** WHAT THE TASK ASKS **
The entries shown below should be output exactly as they appear.
▬▬▬
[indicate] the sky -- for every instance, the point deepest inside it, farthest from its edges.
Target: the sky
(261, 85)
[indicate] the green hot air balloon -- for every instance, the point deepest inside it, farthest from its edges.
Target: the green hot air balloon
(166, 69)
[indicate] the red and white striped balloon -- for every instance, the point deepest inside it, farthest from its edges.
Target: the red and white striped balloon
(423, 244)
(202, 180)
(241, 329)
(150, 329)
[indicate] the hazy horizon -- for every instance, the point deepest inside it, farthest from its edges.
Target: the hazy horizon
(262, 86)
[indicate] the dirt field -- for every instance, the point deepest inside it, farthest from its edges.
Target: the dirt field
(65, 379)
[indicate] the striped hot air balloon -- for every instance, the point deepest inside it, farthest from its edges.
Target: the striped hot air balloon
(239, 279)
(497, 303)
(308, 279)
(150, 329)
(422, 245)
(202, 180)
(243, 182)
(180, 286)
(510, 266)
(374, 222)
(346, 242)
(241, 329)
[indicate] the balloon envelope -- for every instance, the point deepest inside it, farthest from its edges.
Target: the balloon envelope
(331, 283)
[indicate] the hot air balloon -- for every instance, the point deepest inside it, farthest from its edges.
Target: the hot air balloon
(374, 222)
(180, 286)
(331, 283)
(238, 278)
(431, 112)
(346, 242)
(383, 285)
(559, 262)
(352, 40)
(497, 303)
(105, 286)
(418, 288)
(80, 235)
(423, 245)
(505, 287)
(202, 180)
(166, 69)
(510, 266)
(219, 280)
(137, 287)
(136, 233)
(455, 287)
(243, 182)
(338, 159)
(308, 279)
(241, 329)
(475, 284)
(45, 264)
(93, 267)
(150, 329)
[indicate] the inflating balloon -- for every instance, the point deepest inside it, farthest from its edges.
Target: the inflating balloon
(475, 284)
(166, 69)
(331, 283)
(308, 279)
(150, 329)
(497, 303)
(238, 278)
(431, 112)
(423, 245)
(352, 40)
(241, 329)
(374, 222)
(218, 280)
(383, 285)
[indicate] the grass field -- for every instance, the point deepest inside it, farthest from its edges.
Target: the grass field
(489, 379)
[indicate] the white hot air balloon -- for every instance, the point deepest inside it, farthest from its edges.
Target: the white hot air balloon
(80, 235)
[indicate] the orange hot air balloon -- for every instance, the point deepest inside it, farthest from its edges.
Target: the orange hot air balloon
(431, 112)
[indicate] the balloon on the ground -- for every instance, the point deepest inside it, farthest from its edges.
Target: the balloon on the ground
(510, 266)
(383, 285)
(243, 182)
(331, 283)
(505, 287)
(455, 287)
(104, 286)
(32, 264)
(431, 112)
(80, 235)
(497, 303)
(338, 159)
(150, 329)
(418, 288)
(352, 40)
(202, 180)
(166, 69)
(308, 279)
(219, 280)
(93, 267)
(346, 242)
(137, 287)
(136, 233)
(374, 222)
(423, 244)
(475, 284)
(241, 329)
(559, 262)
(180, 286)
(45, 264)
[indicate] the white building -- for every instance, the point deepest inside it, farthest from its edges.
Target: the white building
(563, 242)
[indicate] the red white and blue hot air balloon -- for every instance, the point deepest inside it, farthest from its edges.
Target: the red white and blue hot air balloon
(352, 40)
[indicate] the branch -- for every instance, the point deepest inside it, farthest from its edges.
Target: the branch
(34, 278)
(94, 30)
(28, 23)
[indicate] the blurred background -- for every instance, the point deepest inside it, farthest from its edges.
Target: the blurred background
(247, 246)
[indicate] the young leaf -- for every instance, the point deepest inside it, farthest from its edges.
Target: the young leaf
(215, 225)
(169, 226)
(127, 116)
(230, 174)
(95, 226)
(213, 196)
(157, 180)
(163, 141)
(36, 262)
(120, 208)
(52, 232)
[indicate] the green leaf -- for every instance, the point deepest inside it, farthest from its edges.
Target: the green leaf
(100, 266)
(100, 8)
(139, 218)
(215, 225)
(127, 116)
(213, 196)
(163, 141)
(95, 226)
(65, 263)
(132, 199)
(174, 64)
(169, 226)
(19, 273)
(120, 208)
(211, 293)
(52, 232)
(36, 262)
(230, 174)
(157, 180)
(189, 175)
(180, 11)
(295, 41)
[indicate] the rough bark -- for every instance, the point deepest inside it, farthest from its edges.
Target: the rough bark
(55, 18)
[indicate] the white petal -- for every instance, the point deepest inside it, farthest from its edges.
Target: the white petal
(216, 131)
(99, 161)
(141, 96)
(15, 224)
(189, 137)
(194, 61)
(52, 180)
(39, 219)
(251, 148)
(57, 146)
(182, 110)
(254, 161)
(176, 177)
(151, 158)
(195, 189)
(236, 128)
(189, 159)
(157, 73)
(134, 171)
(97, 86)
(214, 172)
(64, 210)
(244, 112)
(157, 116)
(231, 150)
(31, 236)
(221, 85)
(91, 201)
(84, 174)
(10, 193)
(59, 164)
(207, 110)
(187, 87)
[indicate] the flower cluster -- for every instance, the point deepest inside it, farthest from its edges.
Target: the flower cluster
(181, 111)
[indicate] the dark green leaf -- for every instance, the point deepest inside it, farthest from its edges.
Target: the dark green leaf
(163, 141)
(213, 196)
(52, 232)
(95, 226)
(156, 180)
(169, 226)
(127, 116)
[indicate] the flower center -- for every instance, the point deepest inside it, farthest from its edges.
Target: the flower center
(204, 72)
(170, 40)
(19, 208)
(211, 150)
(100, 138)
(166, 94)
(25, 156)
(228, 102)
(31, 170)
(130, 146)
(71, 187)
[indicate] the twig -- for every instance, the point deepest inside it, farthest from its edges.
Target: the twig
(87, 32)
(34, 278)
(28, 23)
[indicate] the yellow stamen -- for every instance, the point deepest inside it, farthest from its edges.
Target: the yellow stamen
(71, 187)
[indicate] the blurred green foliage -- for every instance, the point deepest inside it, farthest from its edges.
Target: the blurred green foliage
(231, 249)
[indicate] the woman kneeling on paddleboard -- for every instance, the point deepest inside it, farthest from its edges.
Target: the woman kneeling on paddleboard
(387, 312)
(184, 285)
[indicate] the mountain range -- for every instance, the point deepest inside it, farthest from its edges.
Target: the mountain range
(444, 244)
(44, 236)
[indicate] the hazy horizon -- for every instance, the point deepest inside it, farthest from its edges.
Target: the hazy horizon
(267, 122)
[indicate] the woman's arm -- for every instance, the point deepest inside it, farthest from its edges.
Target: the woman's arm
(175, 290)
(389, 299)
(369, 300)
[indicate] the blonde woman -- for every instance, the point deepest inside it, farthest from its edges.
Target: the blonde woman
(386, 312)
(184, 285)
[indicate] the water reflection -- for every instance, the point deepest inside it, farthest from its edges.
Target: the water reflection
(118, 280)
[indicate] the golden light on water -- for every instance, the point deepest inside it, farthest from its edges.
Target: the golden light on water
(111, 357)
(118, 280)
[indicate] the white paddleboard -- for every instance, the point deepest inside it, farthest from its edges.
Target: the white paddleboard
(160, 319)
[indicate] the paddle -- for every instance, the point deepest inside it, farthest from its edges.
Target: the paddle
▬▬▬
** OUTPUT FOR THIS TASK **
[indicate] the sky -- for every instance, the point deepest inside it, farthest from its edges.
Target: the sky
(261, 85)
[indicate] the green hot air balloon -- for every instance, the point deepest inside it, farthest from its edges.
Target: the green hot air balloon
(166, 69)
[indicate] the red and white striped balloon -- for every instance, the point deepest inside it, farthest from its edges.
Target: the red and white striped balloon
(423, 244)
(202, 180)
(241, 329)
(150, 329)
[indicate] the hazy horizon -- for every instance, the point deepest inside it, farthest from its edges.
Target: the hazy horizon
(262, 86)
[indicate] the dirt field -- for every instance, the point deepest inside it, farthest from its edges.
Target: the dirt field
(65, 379)
[indicate] the striped hot air balloon -- for every instance, the point deepest inside it, farthest from its edges.
Target: the striped hot air balloon
(239, 279)
(497, 303)
(308, 279)
(150, 329)
(422, 245)
(202, 180)
(243, 182)
(180, 286)
(510, 266)
(374, 222)
(346, 242)
(241, 329)
[indicate] the balloon envelope -- for every instance, the point deepest inside it, farthest from its edges.
Target: the balloon envelope
(331, 283)
[indicate] the hot air balloon -- for every instance, the point deepest inside it, farthest from its edges.
Target: the hot air balloon
(374, 222)
(180, 286)
(331, 283)
(238, 278)
(431, 112)
(346, 242)
(383, 285)
(559, 262)
(352, 40)
(497, 303)
(105, 286)
(418, 288)
(80, 235)
(423, 245)
(505, 287)
(202, 180)
(166, 69)
(510, 266)
(219, 280)
(137, 287)
(136, 233)
(455, 287)
(243, 182)
(338, 159)
(308, 279)
(241, 329)
(475, 284)
(45, 264)
(93, 267)
(150, 329)
[indicate] the inflating balloon -- for every instance, the point deepest inside it, farthest from its edges.
Target: the inflating balloon
(475, 284)
(166, 69)
(331, 283)
(308, 279)
(150, 329)
(497, 303)
(238, 278)
(431, 112)
(423, 245)
(352, 40)
(241, 329)
(374, 222)
(218, 280)
(383, 285)
[indicate] the grass field -- for every instance, the point deepest inside it, farthest from its edges.
Target: the grass field
(489, 379)
[indicate] the white hot air balloon -- for every instance, the point deepest inside it, farthest from its edges.
Target: the white hot air balloon
(80, 235)
[indicate] the orange hot air balloon -- for every instance, the point deepest inside it, farthest from its edges.
Target: the orange hot air balloon
(431, 112)
[indicate] the balloon on the ground -- for every instance, the point deepest inside it, farthest from its edges.
Target: the balloon on the ground
(510, 266)
(383, 285)
(243, 182)
(331, 283)
(505, 287)
(455, 287)
(104, 286)
(32, 264)
(431, 112)
(80, 235)
(497, 303)
(338, 159)
(150, 329)
(418, 288)
(352, 40)
(202, 180)
(166, 69)
(308, 279)
(219, 280)
(93, 267)
(346, 242)
(137, 287)
(136, 233)
(374, 222)
(423, 244)
(475, 284)
(241, 329)
(559, 262)
(180, 286)
(45, 264)
[indicate] the white building -- for every instance, the point deepest inside it, farthest from its edges.
Target: the white building
(563, 242)
[indicate] the red white and blue hot air balloon -- for every instance, the point deepest inside it, farthest from its edges.
Target: the red white and blue hot air balloon
(352, 40)
[indicate] the branch -- for every instance, the point deepest inside it, farthest from its edges.
Target: the branch
(34, 278)
(94, 30)
(28, 23)
[indicate] the blurred background -- for every instance, the point deepest inside it, farthest from its edges.
Target: the blurred background
(247, 246)
[indicate] the young leaf -- for every instance, the point deepest inside it, farthest from its edges.
Target: the young leaf
(215, 225)
(169, 226)
(127, 116)
(230, 174)
(95, 226)
(213, 196)
(157, 180)
(163, 141)
(36, 262)
(120, 208)
(52, 232)
[indicate] the green leaf -- for every instance, the point deepest inside it, farthest from its edges.
Target: the green leaf
(100, 266)
(100, 8)
(139, 218)
(215, 225)
(127, 116)
(213, 196)
(163, 141)
(95, 226)
(65, 263)
(132, 199)
(174, 64)
(169, 226)
(19, 273)
(120, 208)
(211, 293)
(52, 232)
(36, 262)
(230, 174)
(157, 180)
(189, 175)
(180, 11)
(295, 41)
[indicate] the rough bark -- for every instance, the point deepest inside it, farthest from its edges.
Target: the rough bark
(55, 18)
[indicate] the white petal -- for every instance, the point deepest inside it, farthest from its edges.
Target: the white petal
(216, 131)
(99, 161)
(141, 96)
(15, 224)
(189, 137)
(194, 61)
(52, 180)
(39, 219)
(251, 148)
(57, 146)
(182, 110)
(254, 161)
(176, 177)
(151, 158)
(195, 189)
(236, 128)
(189, 159)
(157, 73)
(134, 171)
(97, 86)
(214, 172)
(64, 210)
(244, 112)
(157, 116)
(231, 150)
(31, 236)
(221, 85)
(91, 201)
(84, 174)
(10, 193)
(59, 164)
(207, 110)
(187, 87)
[indicate] the flower cluster -- for every instance, the point deepest inside it, farthest from its edges.
Target: the flower cluster
(181, 111)
[indicate] the dark green leaf -- for every instance, the point deepest inside it, farthest from its edges.
Target: the dark green leaf
(163, 141)
(213, 196)
(52, 232)
(95, 226)
(156, 180)
(169, 226)
(127, 116)
[indicate] the flower center -- for every instance, the point deepest inside it, farthest from its edges.
Target: the flower center
(204, 72)
(170, 40)
(19, 208)
(211, 150)
(100, 138)
(166, 94)
(25, 156)
(228, 102)
(31, 170)
(130, 146)
(71, 187)
[indicate] the twig -- for every instance, the point deepest inside it, farthest from its edges.
Target: the twig
(87, 32)
(34, 278)
(28, 23)
[indicate] the yellow stamen -- for every instance, the point deepest inside it, farthest from its edges.
Target: the yellow stamen
(71, 187)
[indicate] the blurred green foliage -- for every instance, the point deepest inside it, farthest from its edges.
Target: the blurred green foliage
(231, 249)
[indicate] the woman kneeling on paddleboard -- for every instance, the point deepest inside it, farthest from its edges.
Target: the woman kneeling on paddleboard
(387, 312)
(184, 285)
[indicate] the mountain range -- for every instance, the point deepest inside it, farthest from its edges.
Target: the mountain range
(444, 244)
(44, 236)
[indicate] the hazy horizon -- for every instance, the point deepest inside it, farthest from its edges.
Target: the hazy horizon
(267, 122)
[indicate] the woman's arm -- for every instance, the point deepest inside it, farthest from its edges.
Target: the woman's arm
(175, 290)
(389, 299)
(369, 300)
[indicate] the blonde woman -- for every instance, the point deepest inside it, farthest from its edges.
Target: the blonde woman
(386, 312)
(184, 285)
[indicate] the water reflection -- for every instance, the point deepest inside it, farthest from its edges.
Target: the water reflection
(118, 280)
[indicate] the golden light on water -- for every instance, the point deepest inside it, farthest from its edges.
Target: the golden light on water
(111, 357)
(118, 280)
[indicate] the white paddleboard -- for every instance, the point deepest inside it, farthest from its edges.
Target: the white paddleboard
(160, 319)
[indicate] the paddle -- for every instance, the point deepest inside it, farthest from its edges.
Target: the paddle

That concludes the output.